* begin Supplied material *

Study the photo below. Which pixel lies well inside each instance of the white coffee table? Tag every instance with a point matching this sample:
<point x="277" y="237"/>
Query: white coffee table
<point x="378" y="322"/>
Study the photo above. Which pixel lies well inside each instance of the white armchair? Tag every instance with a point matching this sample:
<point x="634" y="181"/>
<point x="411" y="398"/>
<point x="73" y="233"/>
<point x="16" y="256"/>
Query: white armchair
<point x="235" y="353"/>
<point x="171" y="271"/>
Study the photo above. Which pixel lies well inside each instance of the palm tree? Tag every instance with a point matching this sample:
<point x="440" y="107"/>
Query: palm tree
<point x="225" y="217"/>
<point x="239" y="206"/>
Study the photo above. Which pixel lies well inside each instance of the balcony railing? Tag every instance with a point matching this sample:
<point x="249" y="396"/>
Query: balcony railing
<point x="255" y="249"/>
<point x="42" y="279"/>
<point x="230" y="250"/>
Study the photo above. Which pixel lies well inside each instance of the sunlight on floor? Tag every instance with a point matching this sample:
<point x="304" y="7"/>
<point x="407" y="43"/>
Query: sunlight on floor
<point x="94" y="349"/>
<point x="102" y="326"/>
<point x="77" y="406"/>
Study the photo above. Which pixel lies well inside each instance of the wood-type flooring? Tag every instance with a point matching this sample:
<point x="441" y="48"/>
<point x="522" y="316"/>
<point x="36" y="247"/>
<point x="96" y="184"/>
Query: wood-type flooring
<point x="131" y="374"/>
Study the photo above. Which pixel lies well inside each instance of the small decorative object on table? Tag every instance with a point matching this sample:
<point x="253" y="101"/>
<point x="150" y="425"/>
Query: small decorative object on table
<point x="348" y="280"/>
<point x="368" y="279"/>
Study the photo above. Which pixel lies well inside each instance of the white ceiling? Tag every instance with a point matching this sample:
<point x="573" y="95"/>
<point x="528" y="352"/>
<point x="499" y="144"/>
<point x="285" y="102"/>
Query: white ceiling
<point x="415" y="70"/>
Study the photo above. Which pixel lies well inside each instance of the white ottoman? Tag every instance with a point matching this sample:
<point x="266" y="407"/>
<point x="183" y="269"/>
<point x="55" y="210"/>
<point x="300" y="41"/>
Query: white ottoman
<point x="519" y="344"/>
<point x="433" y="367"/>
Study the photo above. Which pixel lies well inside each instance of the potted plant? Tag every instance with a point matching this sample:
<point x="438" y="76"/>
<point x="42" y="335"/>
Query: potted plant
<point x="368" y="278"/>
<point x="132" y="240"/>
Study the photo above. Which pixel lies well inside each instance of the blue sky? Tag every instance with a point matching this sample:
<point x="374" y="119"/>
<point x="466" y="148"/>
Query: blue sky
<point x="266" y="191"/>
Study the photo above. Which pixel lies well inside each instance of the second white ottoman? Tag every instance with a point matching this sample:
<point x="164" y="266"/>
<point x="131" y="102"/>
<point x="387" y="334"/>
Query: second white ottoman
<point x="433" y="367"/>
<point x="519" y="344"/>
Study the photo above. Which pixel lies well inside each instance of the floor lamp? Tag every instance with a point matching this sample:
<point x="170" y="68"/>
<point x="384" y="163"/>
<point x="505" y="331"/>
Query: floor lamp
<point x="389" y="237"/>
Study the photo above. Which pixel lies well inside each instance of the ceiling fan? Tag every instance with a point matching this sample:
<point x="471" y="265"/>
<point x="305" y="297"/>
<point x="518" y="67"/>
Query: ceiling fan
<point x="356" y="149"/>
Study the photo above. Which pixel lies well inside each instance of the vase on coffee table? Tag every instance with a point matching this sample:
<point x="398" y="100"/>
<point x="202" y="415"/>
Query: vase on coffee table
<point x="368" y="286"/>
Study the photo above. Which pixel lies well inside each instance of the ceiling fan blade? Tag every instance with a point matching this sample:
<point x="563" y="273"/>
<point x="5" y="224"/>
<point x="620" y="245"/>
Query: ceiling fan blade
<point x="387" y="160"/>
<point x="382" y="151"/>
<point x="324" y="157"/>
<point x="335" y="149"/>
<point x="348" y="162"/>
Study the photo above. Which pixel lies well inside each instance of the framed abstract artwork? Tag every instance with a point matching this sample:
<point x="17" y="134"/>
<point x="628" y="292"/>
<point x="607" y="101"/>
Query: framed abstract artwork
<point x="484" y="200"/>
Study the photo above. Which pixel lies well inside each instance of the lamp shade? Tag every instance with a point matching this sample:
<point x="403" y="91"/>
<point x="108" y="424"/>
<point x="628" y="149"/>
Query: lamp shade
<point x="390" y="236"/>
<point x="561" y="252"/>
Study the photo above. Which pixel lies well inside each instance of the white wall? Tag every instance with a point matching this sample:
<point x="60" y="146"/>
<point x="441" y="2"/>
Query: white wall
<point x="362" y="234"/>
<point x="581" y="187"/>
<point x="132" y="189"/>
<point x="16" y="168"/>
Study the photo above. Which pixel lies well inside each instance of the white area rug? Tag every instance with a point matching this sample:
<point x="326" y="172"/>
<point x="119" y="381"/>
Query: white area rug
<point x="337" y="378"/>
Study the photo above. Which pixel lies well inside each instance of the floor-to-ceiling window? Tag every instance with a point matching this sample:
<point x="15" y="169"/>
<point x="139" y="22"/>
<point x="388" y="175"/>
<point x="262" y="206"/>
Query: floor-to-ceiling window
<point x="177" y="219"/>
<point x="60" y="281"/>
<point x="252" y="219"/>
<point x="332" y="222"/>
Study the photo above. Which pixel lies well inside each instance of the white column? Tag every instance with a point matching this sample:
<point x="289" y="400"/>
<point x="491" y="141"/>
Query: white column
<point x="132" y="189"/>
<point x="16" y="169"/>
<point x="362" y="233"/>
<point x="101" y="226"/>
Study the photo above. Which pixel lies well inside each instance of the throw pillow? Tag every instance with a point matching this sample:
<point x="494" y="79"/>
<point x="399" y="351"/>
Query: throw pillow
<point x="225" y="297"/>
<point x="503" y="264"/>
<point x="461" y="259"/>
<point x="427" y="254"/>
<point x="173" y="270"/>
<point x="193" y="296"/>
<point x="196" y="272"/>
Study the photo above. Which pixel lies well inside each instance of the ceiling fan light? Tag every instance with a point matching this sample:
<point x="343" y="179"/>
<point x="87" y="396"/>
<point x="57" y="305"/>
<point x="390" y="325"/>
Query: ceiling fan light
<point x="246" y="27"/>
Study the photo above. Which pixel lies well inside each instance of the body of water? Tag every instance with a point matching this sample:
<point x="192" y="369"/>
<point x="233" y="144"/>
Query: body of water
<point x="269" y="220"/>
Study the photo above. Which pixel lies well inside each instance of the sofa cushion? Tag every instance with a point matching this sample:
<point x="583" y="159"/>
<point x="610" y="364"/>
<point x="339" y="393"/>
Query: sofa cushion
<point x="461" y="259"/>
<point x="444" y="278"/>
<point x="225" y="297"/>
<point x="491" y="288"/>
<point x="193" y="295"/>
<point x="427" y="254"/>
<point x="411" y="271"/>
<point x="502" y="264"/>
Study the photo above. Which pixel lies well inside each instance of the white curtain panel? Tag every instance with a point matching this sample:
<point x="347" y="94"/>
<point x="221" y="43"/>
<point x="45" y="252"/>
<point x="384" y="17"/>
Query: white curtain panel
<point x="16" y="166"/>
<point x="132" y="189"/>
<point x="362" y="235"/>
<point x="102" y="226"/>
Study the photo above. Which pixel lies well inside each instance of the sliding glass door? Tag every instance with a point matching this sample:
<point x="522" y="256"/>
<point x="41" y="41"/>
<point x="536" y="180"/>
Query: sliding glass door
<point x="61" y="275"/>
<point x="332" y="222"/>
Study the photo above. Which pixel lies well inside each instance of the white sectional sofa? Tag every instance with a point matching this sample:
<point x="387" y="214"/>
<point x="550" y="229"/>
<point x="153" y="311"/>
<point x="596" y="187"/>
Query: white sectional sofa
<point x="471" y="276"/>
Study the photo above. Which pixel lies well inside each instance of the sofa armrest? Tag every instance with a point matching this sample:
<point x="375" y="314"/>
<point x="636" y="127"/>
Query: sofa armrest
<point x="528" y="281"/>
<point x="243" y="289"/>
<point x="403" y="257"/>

* end Supplied material *

• Aim: Give back exactly the lines beginning at the one with "of the sliding" and ending at the final line of the material; both boundary lines belong in it.

• Worked answer:
Study the photo above. Which pixel lies well inside each instance of the sliding glass door? Tag every instance with a point matching this sample:
<point x="522" y="256"/>
<point x="41" y="41"/>
<point x="536" y="180"/>
Query: sliding glass door
<point x="61" y="275"/>
<point x="332" y="222"/>
Study the photo above. Which pixel lies well inside each instance of the white sectional sofa? Tag every instance with a point matching this sample:
<point x="387" y="214"/>
<point x="550" y="229"/>
<point x="153" y="311"/>
<point x="596" y="187"/>
Query: white sectional sofa
<point x="471" y="276"/>
Study the photo above. Which pixel lies well inside each instance of the sofa armrest? Tag every instance with a point matching this sample:
<point x="375" y="314"/>
<point x="636" y="127"/>
Query: sofa armrest
<point x="528" y="281"/>
<point x="243" y="289"/>
<point x="403" y="257"/>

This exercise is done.